**PROBLEM REQUIREMENTS**
Return, word for word, the records starting at the line that contains "As a warehouse robot's perception module, locate blurred" and ending at the last line of the records, both included.

— BEGIN MATERIAL FOR THE TASK —

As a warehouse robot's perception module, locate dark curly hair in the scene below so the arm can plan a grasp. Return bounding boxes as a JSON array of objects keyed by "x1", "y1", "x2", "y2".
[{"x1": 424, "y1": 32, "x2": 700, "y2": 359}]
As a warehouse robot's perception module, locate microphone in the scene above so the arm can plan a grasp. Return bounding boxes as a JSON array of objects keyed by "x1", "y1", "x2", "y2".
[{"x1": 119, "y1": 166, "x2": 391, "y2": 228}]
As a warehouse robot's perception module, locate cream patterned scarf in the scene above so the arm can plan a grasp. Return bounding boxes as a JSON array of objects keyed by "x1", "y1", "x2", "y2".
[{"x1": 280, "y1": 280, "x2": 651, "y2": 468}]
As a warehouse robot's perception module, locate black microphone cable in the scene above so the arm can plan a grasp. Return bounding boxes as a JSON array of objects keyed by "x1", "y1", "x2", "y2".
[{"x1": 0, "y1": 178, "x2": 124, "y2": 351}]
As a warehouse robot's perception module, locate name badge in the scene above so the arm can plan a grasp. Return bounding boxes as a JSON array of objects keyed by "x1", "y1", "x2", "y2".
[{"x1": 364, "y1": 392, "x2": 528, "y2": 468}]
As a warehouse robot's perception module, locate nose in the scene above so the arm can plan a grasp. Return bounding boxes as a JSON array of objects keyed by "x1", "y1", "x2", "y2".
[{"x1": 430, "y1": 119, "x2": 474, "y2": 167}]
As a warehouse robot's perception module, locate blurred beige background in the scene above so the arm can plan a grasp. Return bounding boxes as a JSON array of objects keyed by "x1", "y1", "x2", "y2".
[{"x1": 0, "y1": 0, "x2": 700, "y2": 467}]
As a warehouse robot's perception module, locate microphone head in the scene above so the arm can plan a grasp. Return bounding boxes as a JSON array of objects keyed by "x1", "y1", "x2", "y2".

— END MATERIAL FOR THE TASK —

**EXPECTED ANSWER**
As a warehouse robot's perception module, locate blurred beige background in the scene above so the arm can plan a grasp. Return bounding boxes as a JSON array of objects keyed by "x1", "y1", "x2", "y2".
[{"x1": 0, "y1": 0, "x2": 700, "y2": 467}]
As a warehouse robot's perception module, locate microphone head in the scene above so the arm can plan a grasp. Return bounding boxes as a JSON array of objects keyed by "x1", "y1", "x2", "y2".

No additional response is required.